If seeking project-specific approval for an alternate path that would justify that a PPA should qualify as "equivalent" to ownership or lease, please use the GBCI Certification Contact Us page with the specific details of your project, including a narrative justifying why this agreement should be considered equivalent. Note that PPAs are already rewarded under EAc: Green Power and Carbon Offsets, so any alternative path approved would require justification that the project's PPA meets the intent of EAC: Renewable Energy Generation (as opposed to the intent of EAc: Green Power and Carbon Offsets). Note that this alternate path for community long-term PPAs (if approved based on a project-specific inquiry) would apply only to EAc: Renewable Energy Generation, and would not extend to credit for renewable systems within EAc: Optimize Energy Performance.
With regards to your question about Utility Service Area, please note the following LEED Interpretation 10469, which clarifies this topic:
Inquiry
LEED v4 BD+C EA credit Renewable Energy Production requires eligible community renewable systems to be located within the same utility service area as the facility claiming the use. However, the power utility servicing our project does not publish details showing its service areas or supply areas. How should we define utility service area in the absence of published data from the utility?
Ruling
If a single utility serves an area larger than one county or municipality, and the utility does not publish details related to subdivided “service areas”, “service territories” or “supply areas,” the “utility service area” may be defined as either:
(a) A radius within 25 miles (40 km) of the LEED project.
OR
(b) The county or municipality where the project is located.
Marcus Sheffer
LEED Fellow7group / Energy Opportunities
LEEDuser Expert
5931 thumbs up
February 13, 2018 - 11:29 am
Hey Gail - so what is the nature of the difference between a PPA and a lease that makes a PPA not equivalent to a lease? As I understand them they are very similar and their application is usually a matter of the scale of the system.

RECORDED INFORMATION:
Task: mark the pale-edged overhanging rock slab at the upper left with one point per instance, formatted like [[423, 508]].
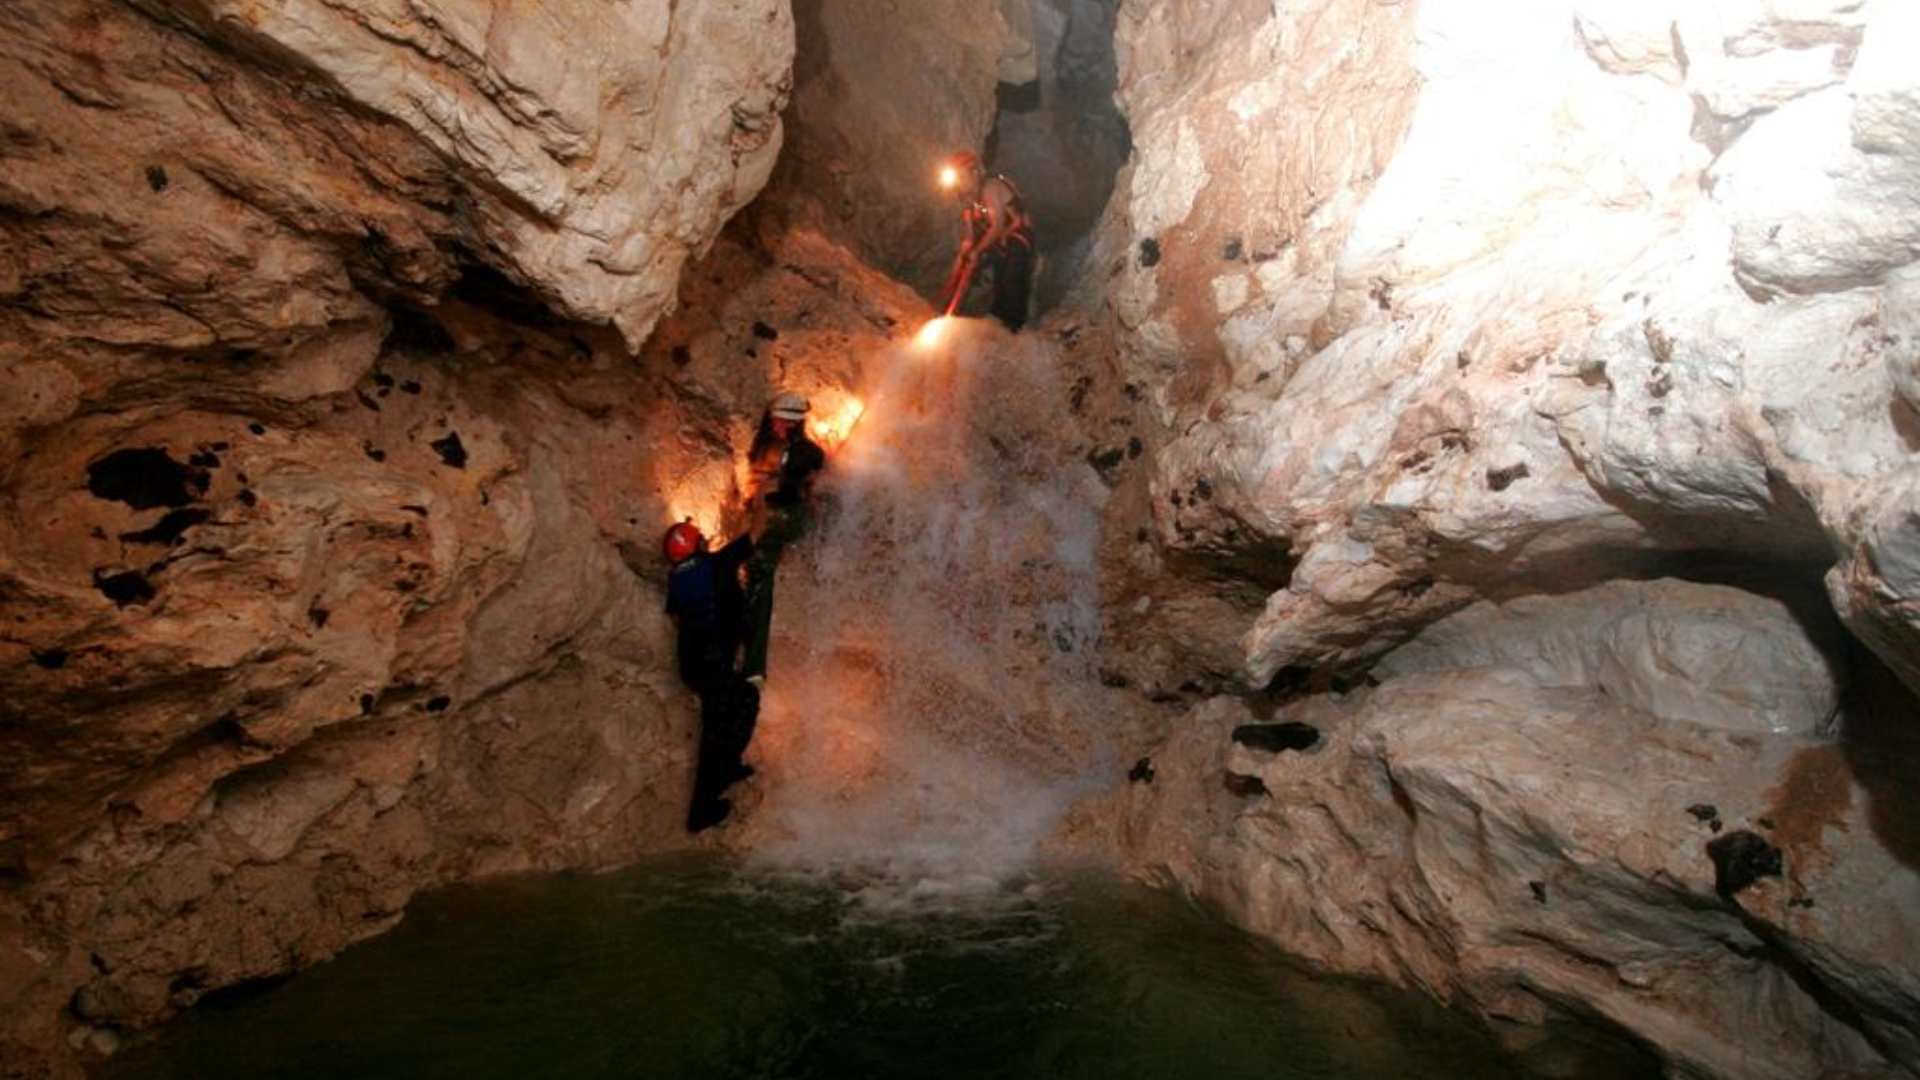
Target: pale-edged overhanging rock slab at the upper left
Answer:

PROBLEMS TO WORK ON:
1. In the LEED text, what radius around the project may be used to define the utility service area?
2. According to the LEED text, why would an approved alternate path require showing that the PPA meets the intent of EAc: Renewable Energy Generation?
3. Restate the stretch of the LEED text from "With regards to" through "the LEED project.", renaming "county" as "parish".
The listing is separate material from the LEED text.

ANSWER LIST:
1. A radius within 25 miles (40 km) of the LEED project.

2. PPAs are already rewarded under EAc: Green Power and Carbon Offsets. An alternate path would therefore need to show that the PPA meets the intent of EAc: Renewable Energy Generation rather than the intent of that other credit.

3.
With regards to your question about Utility Service Area, please note the following LEED Interpretation 10469, which clarifies this topic:
Inquiry
LEED v4 BD+C EA credit Renewable Energy Production requires eligible community renewable systems to be located within the same utility service area as the facility claiming the use. However, the power utility servicing our project does not publish details showing its service areas or supply areas. How should we define utility service area in the absence of published data from the utility?
Ruling
If a single utility serves an area larger than one parish or municipality, and the utility does not publish details related to subdivided “service areas”, “service territories” or “supply areas,” the “utility service area” may be defined as either:
(a) A radius within 25 miles (40 km) of the LEED project.